╭─ Source material

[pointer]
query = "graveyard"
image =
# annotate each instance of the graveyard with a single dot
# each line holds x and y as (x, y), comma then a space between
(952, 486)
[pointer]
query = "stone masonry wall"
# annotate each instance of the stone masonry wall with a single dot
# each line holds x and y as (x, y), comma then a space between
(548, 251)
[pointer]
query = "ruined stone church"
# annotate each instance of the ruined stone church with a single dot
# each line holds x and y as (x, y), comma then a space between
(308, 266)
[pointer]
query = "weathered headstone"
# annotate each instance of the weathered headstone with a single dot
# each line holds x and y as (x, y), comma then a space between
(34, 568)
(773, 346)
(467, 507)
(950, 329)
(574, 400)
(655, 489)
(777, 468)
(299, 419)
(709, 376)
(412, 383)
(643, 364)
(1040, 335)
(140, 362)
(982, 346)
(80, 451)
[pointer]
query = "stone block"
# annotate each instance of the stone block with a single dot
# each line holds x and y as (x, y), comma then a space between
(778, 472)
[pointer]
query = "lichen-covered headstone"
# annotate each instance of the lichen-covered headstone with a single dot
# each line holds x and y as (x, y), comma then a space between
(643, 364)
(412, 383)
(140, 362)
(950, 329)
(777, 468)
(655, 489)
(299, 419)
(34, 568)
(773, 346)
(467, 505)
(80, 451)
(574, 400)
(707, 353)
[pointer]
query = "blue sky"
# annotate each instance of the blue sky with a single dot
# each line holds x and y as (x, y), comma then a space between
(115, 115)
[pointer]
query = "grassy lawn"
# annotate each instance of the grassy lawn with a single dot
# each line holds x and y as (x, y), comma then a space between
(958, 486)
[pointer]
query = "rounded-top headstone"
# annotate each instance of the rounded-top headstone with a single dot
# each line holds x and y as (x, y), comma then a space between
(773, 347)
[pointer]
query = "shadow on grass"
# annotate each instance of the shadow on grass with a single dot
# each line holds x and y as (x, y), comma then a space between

╰─

Assignment: Give back each record exactly, from the first line through the last.

Response:
[pointer]
query = "graveyard"
image =
# annotate each instance of the graveyard with a single dot
# each line holds x and y as (x, y), comma then a space between
(952, 486)
[pointer]
query = "stone masonry wall"
# annotate each instance of the stone masonry wall with a single dot
# each line holds x and y as (x, y), comma then a space between
(548, 251)
[pointer]
query = "ruined stone church"
# annotate each instance of the ruined stone church with a single dot
# each line holds x and y as (x, y), comma then a space between
(308, 266)
[pointer]
query = "weathered headstone"
# annotate each instance of the weathered headstone with a single dot
# each line holds x and y as (x, y), comma then a space between
(34, 568)
(773, 346)
(467, 507)
(950, 329)
(574, 400)
(655, 489)
(777, 468)
(299, 419)
(709, 376)
(412, 383)
(643, 364)
(1040, 335)
(140, 362)
(982, 346)
(80, 451)
[pointer]
query = "stone block"
# annotate each instance of the stone block with a single dot
# each line holds x and y as (x, y), comma then a space between
(778, 472)
[pointer]
query = "lichen-covered headstone"
# annotate each instance of the lichen-covered headstone with a single dot
# each line holds x and y as (x, y), comma then a space between
(643, 364)
(412, 383)
(140, 362)
(950, 329)
(777, 468)
(655, 489)
(299, 419)
(34, 568)
(773, 346)
(467, 505)
(80, 451)
(574, 400)
(707, 353)
[pointer]
query = "blue sky"
# annotate each instance of the blue sky with a single dot
# each line holds x and y as (x, y), comma then a space between
(115, 115)
[pointer]
query = "grassy lawn"
# annotate each instance of the grassy lawn with a single dot
# each line holds x and y as (x, y), comma then a space between
(958, 486)
[pointer]
query = "rounded-top headstone"
# annotate each instance of the rounded-top headstone with a single dot
# each line holds x and y as (x, y), comma then a space between
(773, 347)
[pointer]
query = "shadow on grass"
# annotate each instance of the shadow on grass with a single dot
# each line holds x and y as (x, y), comma then a space between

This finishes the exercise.